THE EXERCISE:
Return, without alteration, each line of the listing below that contains the word "trailer".
▼
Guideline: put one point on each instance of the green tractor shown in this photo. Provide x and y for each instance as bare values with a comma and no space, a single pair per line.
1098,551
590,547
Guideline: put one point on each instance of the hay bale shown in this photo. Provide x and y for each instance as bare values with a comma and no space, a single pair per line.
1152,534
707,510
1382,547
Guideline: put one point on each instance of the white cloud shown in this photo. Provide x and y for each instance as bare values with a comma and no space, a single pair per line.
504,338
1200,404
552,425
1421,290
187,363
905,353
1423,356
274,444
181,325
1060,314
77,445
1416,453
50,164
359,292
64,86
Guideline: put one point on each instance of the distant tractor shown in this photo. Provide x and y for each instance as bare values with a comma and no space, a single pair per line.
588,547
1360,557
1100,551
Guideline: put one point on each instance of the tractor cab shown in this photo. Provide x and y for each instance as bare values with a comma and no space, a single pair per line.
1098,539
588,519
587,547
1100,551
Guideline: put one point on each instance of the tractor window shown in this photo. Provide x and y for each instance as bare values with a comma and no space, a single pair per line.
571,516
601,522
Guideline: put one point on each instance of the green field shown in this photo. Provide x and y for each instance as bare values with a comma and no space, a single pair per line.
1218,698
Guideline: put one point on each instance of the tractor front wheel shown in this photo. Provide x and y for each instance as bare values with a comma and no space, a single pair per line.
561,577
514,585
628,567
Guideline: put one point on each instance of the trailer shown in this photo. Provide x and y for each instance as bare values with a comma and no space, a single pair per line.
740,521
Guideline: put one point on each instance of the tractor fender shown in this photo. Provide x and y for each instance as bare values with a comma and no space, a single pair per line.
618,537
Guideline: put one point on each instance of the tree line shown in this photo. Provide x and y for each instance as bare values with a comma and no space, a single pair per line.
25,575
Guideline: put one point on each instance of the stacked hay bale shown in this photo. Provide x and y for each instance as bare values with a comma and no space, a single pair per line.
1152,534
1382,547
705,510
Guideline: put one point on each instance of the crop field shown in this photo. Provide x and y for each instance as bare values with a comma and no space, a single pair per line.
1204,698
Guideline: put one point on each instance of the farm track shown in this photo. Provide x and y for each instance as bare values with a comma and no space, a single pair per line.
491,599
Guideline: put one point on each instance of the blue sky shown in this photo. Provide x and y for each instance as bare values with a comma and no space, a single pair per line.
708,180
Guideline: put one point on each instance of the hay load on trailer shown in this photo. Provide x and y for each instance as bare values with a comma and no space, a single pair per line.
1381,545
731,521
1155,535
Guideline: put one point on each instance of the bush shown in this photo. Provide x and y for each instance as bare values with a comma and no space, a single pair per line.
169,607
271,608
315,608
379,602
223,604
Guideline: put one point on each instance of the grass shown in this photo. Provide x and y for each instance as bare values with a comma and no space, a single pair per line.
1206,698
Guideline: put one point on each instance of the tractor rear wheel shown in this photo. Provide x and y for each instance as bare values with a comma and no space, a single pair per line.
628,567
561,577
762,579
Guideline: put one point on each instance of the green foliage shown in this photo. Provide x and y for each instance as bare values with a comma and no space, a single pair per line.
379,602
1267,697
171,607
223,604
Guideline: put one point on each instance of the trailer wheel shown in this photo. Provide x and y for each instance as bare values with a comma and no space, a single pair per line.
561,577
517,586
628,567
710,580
▲
▼
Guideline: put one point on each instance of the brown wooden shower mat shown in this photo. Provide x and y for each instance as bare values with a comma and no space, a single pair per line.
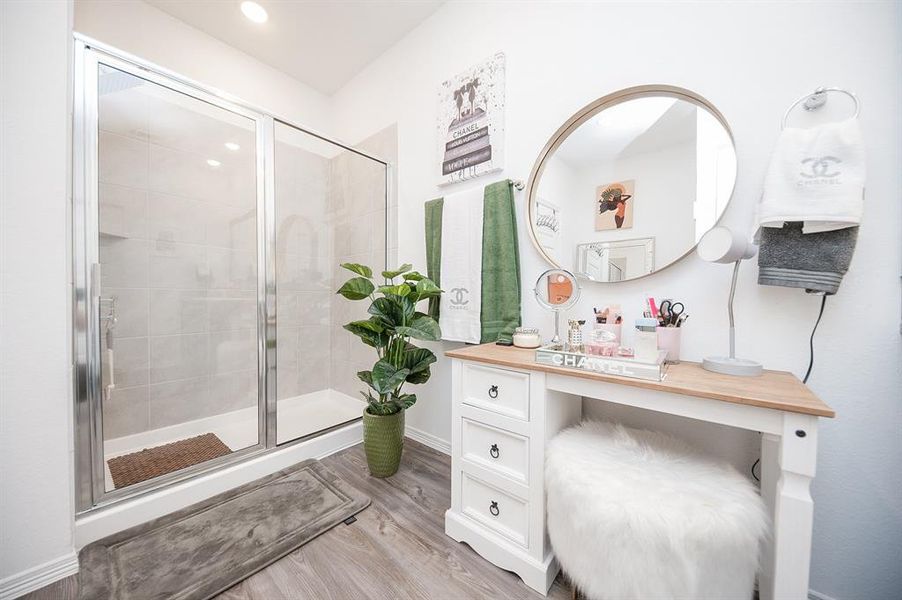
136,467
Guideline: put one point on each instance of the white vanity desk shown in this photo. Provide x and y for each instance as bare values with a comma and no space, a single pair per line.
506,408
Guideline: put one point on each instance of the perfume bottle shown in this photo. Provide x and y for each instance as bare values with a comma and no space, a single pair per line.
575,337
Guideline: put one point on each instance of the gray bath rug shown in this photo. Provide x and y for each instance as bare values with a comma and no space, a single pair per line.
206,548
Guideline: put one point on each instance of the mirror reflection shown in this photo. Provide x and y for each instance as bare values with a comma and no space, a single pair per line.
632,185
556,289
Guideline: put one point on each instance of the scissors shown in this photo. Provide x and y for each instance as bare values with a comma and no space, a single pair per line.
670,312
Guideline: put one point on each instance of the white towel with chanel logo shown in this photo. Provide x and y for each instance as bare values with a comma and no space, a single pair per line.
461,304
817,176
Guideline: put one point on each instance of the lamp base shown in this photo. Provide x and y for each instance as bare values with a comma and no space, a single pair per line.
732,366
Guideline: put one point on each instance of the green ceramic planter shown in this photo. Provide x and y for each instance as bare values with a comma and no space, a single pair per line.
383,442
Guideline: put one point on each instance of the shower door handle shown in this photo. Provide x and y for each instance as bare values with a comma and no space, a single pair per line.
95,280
▲
RESPONSE TO THE TASK:
Guideline: put one point on each instance of the trailer shown in this photo. Provide x and y for each instance as bare values with a comma and no space, a single pair per line.
Guideline: put one point on each instance of the hay load on trailer shown in this photo. Provide x and y for each instance as bare values with a comma and no space, a single pair per line.
Guideline: put one point on each instance of the trailer wheel shown in this photo. Provide x and y for each instance as bare values with a comma and no space, a single pair per line.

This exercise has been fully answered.